**Article:**
====================
Lanford Wilson -- 1937-2011

There have been a lot of influential people in my life. My parents, of course, and my siblings, my former partner, caring teachers, good friends, and, not surprisingly, writers. I can think of several who shaped my views and helped me form my own voice as a writer. One of the most influential was -- and will always be -- Lanford Wilson. He died Thursday at the age of 73.

The first play of his that I read was Fifth of July. I was in grad school at the University of Colorado in 1983 and had not yet decided what I would write my thesis on. I was kicking around some ideas about the realistic theatre movement and not really excited about it. Then one day I happened to pick up a copy of the play that was lying on one of my office-mates' desk. I sat down and read the entire play in one sitting, completely absorbed in the world he had created of the Talley family -- Ken, the gay Vietnam vet who had lost both legs in the war; and his lover Jed; June, Ken's sister and her daughter Shirley; Aunt Sally, who carried around the ashes of her beloved husband Matt in a candy box, and all of them in this rambling old farmhouse in rural Missouri. The voices were so real I could hear them, and when I saw the play filmed with love by his longtime collaborator and director Marshall W. Mason, I knew I had found not just a kindred spirit as a writer, but someone who knew the same people I did and felt as deeply about them.
====================
**Excerpted records:**

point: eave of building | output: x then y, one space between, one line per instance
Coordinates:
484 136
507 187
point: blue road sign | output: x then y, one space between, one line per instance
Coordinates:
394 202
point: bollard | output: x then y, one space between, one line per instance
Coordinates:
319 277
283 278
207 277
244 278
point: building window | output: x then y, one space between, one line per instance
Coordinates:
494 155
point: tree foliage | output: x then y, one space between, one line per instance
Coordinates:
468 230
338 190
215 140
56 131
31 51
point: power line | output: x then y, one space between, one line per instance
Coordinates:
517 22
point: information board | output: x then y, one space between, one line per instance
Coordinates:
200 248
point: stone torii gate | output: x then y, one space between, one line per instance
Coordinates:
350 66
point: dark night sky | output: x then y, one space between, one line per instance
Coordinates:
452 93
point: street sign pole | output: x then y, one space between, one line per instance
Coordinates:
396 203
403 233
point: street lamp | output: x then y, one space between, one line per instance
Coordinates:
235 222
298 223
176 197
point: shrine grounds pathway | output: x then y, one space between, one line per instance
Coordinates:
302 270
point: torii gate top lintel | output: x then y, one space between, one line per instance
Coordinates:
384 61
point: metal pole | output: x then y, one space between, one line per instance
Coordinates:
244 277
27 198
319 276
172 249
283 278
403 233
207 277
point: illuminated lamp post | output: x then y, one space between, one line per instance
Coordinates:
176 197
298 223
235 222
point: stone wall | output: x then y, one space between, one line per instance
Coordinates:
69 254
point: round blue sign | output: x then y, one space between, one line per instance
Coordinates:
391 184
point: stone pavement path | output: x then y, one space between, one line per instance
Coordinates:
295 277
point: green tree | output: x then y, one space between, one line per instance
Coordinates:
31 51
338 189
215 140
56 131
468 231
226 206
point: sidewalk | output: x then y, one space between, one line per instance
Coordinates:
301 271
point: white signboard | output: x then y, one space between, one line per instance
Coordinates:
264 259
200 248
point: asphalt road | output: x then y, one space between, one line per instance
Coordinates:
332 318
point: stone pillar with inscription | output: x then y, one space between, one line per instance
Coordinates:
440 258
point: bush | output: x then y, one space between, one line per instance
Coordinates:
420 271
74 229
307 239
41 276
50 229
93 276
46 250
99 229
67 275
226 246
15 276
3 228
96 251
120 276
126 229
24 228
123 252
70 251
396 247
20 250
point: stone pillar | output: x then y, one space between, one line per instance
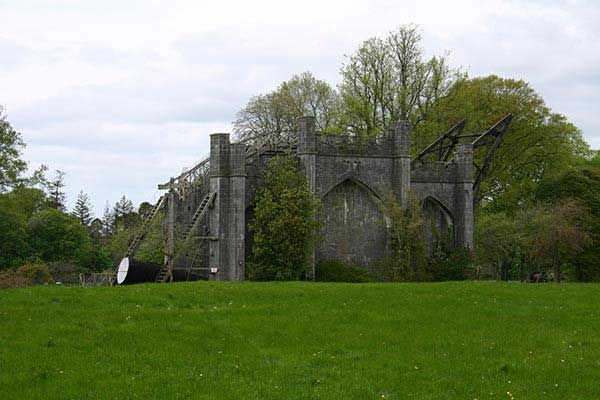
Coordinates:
====================
**List of tasks:**
A. In the piece on Lanford Wilson, at what age did he die?
B. The Lanford Wilson piece opens with the kinds of people who influenced the writer. List every one of them.
The records aren't needed here.

**Solutions per task:**
A. 73

B.
- Parents
- Siblings
- Former partner
- Caring teachers
- Good friends
- Writers